Present the listing lines from the line containing "Each <instance> block" up to and including the line containing "box: [467, 21, 477, 38]" as a Markdown table. Use the columns Row and Line, give each line a row number, and leave out blank lines.

──────────

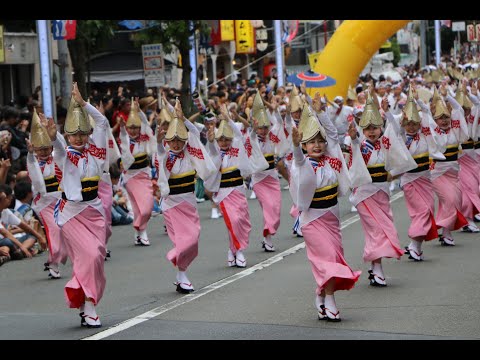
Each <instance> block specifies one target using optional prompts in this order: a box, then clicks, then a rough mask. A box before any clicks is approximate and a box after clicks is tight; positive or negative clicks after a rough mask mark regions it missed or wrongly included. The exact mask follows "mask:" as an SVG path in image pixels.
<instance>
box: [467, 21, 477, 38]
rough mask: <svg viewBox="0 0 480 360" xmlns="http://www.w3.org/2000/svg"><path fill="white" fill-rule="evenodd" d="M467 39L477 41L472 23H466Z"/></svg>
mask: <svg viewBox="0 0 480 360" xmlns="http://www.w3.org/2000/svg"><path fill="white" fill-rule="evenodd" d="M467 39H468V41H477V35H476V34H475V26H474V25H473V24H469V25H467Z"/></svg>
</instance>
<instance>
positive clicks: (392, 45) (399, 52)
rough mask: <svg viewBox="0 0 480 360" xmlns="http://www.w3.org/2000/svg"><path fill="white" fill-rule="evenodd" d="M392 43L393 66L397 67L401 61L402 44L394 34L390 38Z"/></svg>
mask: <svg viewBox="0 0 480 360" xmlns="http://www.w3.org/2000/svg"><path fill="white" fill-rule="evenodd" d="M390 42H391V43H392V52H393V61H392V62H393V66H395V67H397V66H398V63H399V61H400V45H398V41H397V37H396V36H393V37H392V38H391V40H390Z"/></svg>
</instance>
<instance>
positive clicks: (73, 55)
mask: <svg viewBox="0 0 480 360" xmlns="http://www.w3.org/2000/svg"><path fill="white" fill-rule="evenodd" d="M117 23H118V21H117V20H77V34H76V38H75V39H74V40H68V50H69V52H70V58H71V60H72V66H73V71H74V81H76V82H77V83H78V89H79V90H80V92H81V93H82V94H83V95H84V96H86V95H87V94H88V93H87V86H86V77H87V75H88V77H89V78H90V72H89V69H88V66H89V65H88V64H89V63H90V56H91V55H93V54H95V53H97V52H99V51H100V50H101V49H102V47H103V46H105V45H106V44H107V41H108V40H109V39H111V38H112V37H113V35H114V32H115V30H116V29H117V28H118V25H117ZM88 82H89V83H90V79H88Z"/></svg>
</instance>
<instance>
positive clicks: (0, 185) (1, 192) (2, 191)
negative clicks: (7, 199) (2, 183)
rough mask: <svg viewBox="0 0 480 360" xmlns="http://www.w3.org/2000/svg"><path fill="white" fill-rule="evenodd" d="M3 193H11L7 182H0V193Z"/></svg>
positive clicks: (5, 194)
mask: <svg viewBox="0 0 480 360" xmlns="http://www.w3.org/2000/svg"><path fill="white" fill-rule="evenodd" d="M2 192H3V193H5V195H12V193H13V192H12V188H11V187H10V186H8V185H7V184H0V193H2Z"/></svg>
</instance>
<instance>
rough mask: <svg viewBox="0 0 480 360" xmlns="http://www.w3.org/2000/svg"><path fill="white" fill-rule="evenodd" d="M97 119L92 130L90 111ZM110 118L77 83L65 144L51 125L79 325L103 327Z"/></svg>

──────────

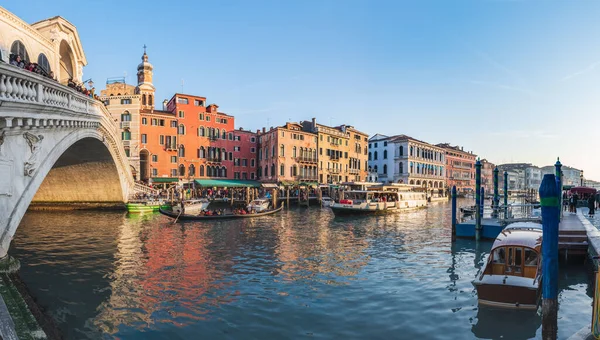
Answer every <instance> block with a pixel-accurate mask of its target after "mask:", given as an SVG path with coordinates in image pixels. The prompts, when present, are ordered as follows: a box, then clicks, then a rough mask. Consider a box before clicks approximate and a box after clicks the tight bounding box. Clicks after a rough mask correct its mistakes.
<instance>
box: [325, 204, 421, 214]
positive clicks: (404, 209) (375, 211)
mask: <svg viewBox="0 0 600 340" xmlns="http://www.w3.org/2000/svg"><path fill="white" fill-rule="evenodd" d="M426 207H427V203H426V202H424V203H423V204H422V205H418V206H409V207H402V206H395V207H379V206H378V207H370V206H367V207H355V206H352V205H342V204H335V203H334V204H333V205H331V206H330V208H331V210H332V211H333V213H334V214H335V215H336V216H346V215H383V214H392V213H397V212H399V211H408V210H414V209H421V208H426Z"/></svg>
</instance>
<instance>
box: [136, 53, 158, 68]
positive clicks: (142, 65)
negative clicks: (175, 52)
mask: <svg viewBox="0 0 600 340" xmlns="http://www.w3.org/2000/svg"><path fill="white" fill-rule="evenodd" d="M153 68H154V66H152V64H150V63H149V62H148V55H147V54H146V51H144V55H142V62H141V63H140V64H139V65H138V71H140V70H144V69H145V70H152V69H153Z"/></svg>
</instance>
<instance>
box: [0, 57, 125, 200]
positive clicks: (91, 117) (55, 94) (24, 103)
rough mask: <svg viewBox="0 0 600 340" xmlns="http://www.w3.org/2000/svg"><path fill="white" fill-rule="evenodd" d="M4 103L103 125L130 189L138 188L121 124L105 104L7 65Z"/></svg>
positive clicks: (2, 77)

──────────

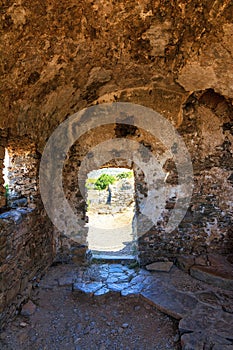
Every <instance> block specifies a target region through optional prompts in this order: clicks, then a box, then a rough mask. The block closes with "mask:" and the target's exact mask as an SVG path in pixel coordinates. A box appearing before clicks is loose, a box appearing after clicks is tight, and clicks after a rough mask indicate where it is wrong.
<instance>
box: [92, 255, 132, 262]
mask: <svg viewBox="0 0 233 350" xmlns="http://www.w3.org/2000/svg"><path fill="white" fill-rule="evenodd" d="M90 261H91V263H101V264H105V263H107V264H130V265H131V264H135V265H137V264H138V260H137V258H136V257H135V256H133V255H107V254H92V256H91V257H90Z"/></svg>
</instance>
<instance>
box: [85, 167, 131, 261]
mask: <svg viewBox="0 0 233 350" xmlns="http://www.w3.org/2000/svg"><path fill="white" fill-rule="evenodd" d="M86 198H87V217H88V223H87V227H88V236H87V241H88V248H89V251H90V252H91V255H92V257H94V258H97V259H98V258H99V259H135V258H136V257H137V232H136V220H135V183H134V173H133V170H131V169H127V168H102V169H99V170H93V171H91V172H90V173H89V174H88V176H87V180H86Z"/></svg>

──────────

_THE COMPLETED TASK_
| Row | Line |
|---|---|
| 1 | Each <instance> block specifies one target using optional prompts in this order: a box, then clicks, then a rough mask. A box before any clicks is approximate and a box after clicks is tight; positive or negative clicks after a rough mask mark regions it missed or wrongly included. The exact mask follows "mask:" as an SVG path in image pixels. |
| 2 | <instance> |
| 3 | box: [467, 21, 477, 38] |